Text segment: Begin

On Saturday, May 5, 2018, Buffalo, NY celebrated their 26th annual AIDS walk that brings awareness and honor to those who have lost the fight, and to those who suffer from the terminal disease. In attendance was PharmaCannis dispensary sharing the knowledge on how cannabis can help patients suffering from the virus and from retrotherapy side effects.
Cannabis relieves a myriad of symptoms brought on by the HIV/AIDS virus and also helps quell the side effects of the current Antiretroviral therapy. This therapy prevents the multiplication and spread of the virus throughout the body, but also has side effects ranging from nausea, bone loss, fatigue, insomnia, anxiety, and lipodystrophy. Cannabis fights nausea, increases the activity of osteoblasts, can reduce fatique, insomnia, and anxiety, and can regulate the metabolism.
It is seen that a significant amount of HIV/AIDS patients self-medicate with cannabis, this has encouraged multiple studies to be performed with cannabis and HIV patients. In 2008 a phase II, double-blind, placebo-controlled, crossover trial of analgesia with smoked cannabis in HIV-associated distal sensory predominant polyneuropathy (DSPN) was completed. Results show that pain relief is greater with cannabis than with the placebo. Mood and daily functioning improved to a similar extent during both treatment periods. In this randomized clinical trial, smoked cannabis at maximum tolerable dose (1–8% THC), significantly reduced neuropathic pain intensity in HIV-associated DSPN compared to placebo, when added to stable concomitant analgesics. Using verbal descriptors of pain magnitude from DDS, cannabis was associated with an average reduction of pain intensity from ‘strong’ to ‘mild to moderate.’ Also, cannabis was associated with a sizeable (46%) and significantly greater (vs. 18% for placebo) proportion of patients who achieved meaningful pain relief. Mood disturbance, physical disability, and quality of life all improved significantly for subjects during study treatments, regardless of treatment order.
A study published in 2014 titled "Modulation of Gut-Specific Mechanisms by Chronic Delta 9-Tetrahydrocannabinol Administration in Male Rhesus Macaques Infected with Simian Immunodeficiency Virus: A Systems Biology Analysis" This seventeen month study reviewed the effects THC had on monkeys infected with an animal form of the virus. Scientists found that damage to immune tissue was decreased. “These findings reveal novel mechanisms that may potentially contribute to cannabinoid-mediated disease modulation,” Dr. Patricia Molina, the study’s lead author, wrote. The report goes on to explain that while HIV spreads by infecting and killing off immune cells, the monkeys that received the daily THC treatments maintained higher levels of healthy cells.

Text segment: End
Data listing: Begin

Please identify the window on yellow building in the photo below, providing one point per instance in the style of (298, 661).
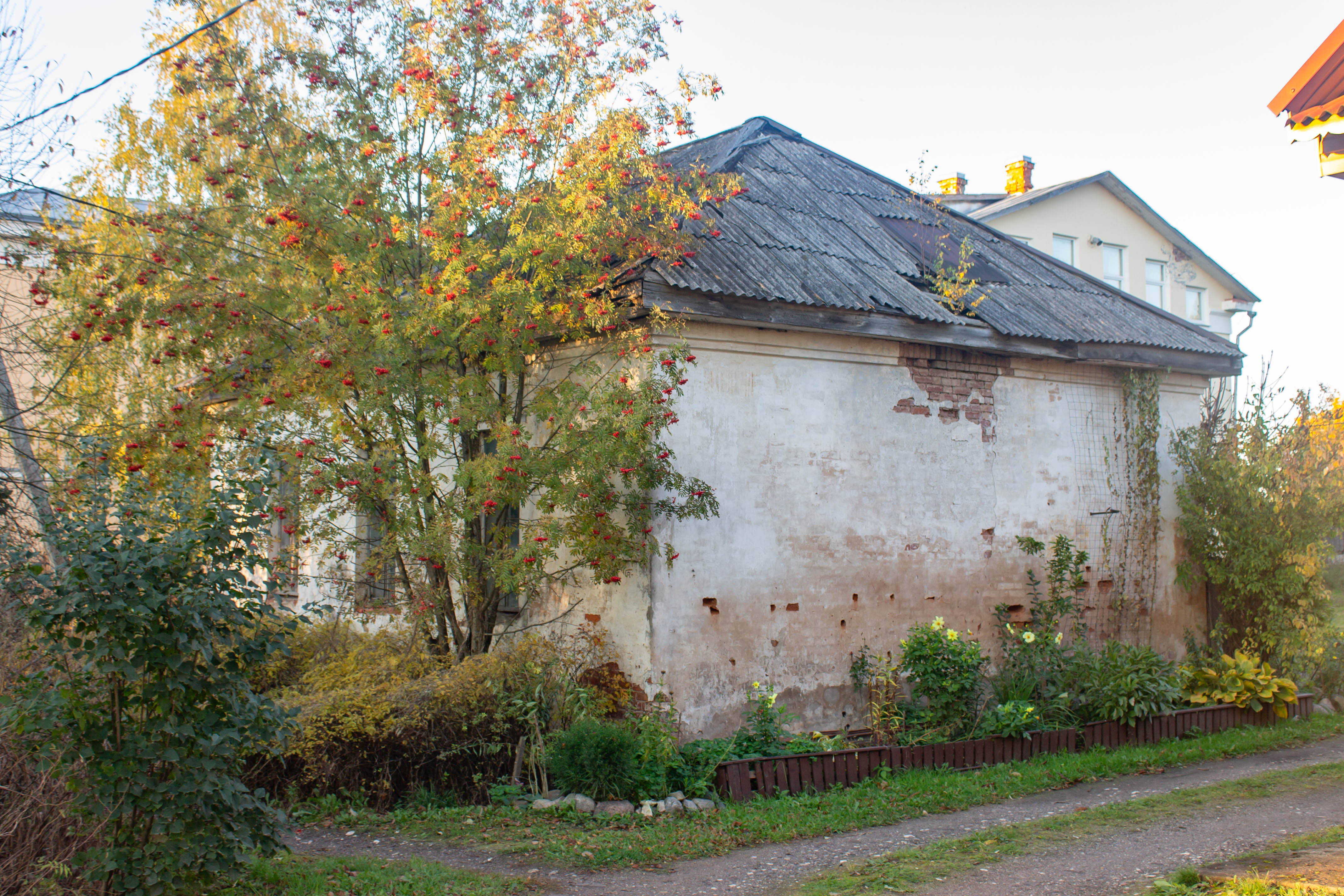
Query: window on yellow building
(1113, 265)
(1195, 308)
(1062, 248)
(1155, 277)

Data listing: End
Data listing: Begin

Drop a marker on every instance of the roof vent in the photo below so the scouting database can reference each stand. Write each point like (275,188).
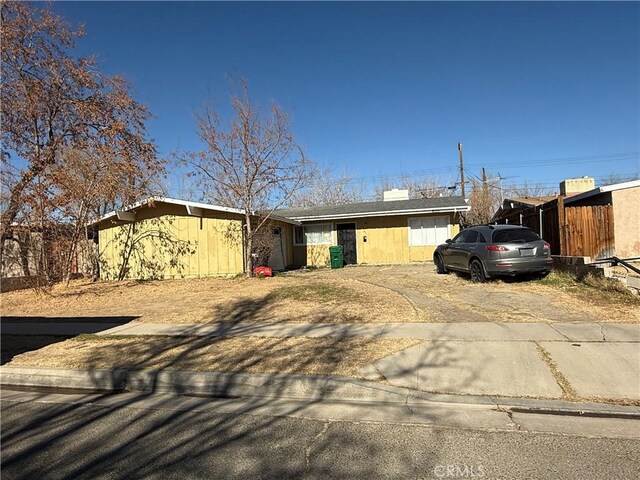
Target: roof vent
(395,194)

Data listing: End
Data listing: Begin

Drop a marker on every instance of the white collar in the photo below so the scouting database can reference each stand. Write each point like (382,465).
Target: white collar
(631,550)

Data listing: End

> Task requirements
Reproduce the part of the article on cannabis and HIV/AIDS above, starting at "Cannabis relieves a" and ending at "regulate the metabolism.".

> Task output
Cannabis relieves a myriad of symptoms brought on by the HIV/AIDS virus and also helps quell the side effects of the current Antiretroviral therapy. This therapy prevents the multiplication and spread of the virus throughout the body, but also has side effects ranging from nausea, bone loss, fatigue, insomnia, anxiety, and lipodystrophy. Cannabis fights nausea, increases the activity of osteoblasts, can reduce fatique, insomnia, and anxiety, and can regulate the metabolism.